Supplied passage:
┌────────
# Mini foot!



## jwtcustomgamecalls (Aug 8, 2014)

Just finished the one up. It's my version of a Reelfoot. 5/8" tone board. Barrel is 3 1/4" long. Out of Desert Ironwood with a cocobola insert. Thanks for looking. Waylon.

Reactions: Like 6 | EyeCandy! 2


----------



## haddenhailers (Aug 8, 2014)

Looks awesome Waylon!

Andrew


----------



## jwtcustomgamecalls (Aug 8, 2014)

Thanks Andrew. Wish I could put a Ca finish down as good you.


----------



## haddenhailers (Aug 8, 2014)

Looks pretty good from this end!!!


----------



## ironman123 (Aug 8, 2014)

What you both said.


----------



## SENC (Aug 8, 2014)

Beautiful finish, Waylon! How does she sound?


----------



## jwtcustomgamecalls (Aug 8, 2014)

Henry. I think she sounds pretty decent. This is only my 3rd attempt at one, so I'm still figuring it out. I need to send it to you and have you critic it!!


----------



## SENC (Aug 8, 2014)

jwtcustomgamecalls said:


> Henry. I think she sounds pretty decent. This is only my 3rd attempt at one, so I'm still figuring it out. I need to send it to you and have you critic it!!


Ha! You might not get it back!


----------



## jwtcustomgamecalls (Aug 8, 2014)

Lol. I wouldn't expect you to. Send me a pm with your info and I'll get it out to you. All I ask is for your honest opinion on it and any thoughts of how to improve on it.

Reactions: +Karma 1


----------



## haddenhailers (Aug 8, 2014)

jwtcustomgamecalls said:


> Lol. I would expect to. Send me a pm with your info and I'll get it out to you. All I ask is for your honest opinion on it and any thoughts of how to improve on it.


I also have an address you can send it too! Hint Hint

Reactions: Funny 1


----------



## SENC (Aug 8, 2014)
└────────
Records for this task:
┌────────
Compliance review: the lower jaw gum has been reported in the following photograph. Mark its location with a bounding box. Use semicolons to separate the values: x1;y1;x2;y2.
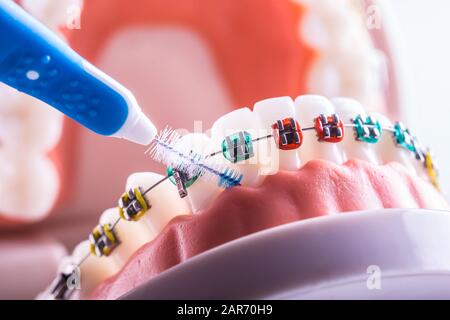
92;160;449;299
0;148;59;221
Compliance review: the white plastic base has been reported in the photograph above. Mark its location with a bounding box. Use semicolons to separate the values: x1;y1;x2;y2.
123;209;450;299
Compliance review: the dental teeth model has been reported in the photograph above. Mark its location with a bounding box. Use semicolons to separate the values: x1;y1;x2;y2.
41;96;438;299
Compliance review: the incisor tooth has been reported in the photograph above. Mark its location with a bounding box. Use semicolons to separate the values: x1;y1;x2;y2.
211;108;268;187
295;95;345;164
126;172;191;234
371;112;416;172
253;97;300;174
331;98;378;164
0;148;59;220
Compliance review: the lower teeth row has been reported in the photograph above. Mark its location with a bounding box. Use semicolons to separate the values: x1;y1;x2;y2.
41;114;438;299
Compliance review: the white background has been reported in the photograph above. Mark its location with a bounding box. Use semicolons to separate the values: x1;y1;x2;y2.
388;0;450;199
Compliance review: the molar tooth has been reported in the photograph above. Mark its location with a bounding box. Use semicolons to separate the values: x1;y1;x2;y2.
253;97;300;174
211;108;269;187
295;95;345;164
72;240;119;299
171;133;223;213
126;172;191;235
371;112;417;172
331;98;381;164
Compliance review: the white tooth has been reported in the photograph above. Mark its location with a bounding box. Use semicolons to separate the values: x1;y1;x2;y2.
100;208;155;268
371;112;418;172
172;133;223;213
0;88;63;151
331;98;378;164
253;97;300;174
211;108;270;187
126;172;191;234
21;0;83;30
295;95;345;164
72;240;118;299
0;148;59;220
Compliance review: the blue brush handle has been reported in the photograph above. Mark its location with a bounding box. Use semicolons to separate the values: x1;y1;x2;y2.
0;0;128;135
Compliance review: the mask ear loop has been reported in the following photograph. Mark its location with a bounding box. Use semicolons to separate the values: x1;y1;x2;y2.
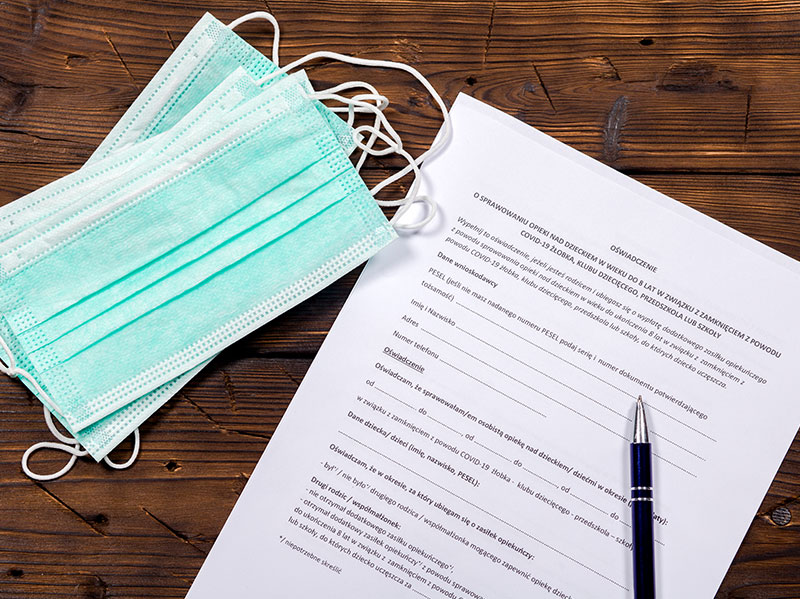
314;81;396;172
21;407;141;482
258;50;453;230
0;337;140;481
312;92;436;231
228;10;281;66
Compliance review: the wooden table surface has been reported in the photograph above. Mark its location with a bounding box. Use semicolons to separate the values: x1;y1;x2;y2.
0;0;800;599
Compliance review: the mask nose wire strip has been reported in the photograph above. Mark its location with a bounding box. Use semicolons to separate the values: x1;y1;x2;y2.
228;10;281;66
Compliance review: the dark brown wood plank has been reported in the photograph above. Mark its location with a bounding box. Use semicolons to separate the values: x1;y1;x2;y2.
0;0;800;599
└────────
Tasks to perform:
(a) Using the forum thread about the call, answer:
(i) What wood is the call made from, and what is the insert made from?
(ii) How large is the tone board?
(iii) According to its maker, which attempt at this kind of call is it?
(b) Turn the records, from the line containing "Compliance review: the mask ear" through the end of the records, into a numbered list without blank lines. Leave the pictures out.
The records have no connection to the forum thread.

Task answers:
(a)
(i) Desert Ironwood, with a cocobola insert.
(ii) 5/8".
(iii) The 3rd attempt.

(b)
1. Compliance review: the mask ear loop has been reported in the following photograph. Mark its location with a bounding box. Use semicolons to separate the values: x1;y1;x2;y2.
2. 314;81;396;172
3. 21;407;141;482
4. 258;50;453;230
5. 0;337;140;481
6. 312;92;436;231
7. 228;10;281;66
8. Compliance review: the wooden table surface has been reported in the photograph above. Mark its location with a bounding box. Use semicolons to separate the values: x1;y1;x2;y2.
9. 0;0;800;599
10. Compliance review: the mask nose wire strip has been reported in the photograph above. Mark its location with a bounding box. Use semicolons to separate the values: x1;y1;x2;y2.
11. 228;10;281;66
12. Compliance review: the dark brown wood plank has been reported in the photograph above. Mark its location with a bounding box. Use semicolons to separate the values: x1;y1;x2;y2.
13. 0;0;800;599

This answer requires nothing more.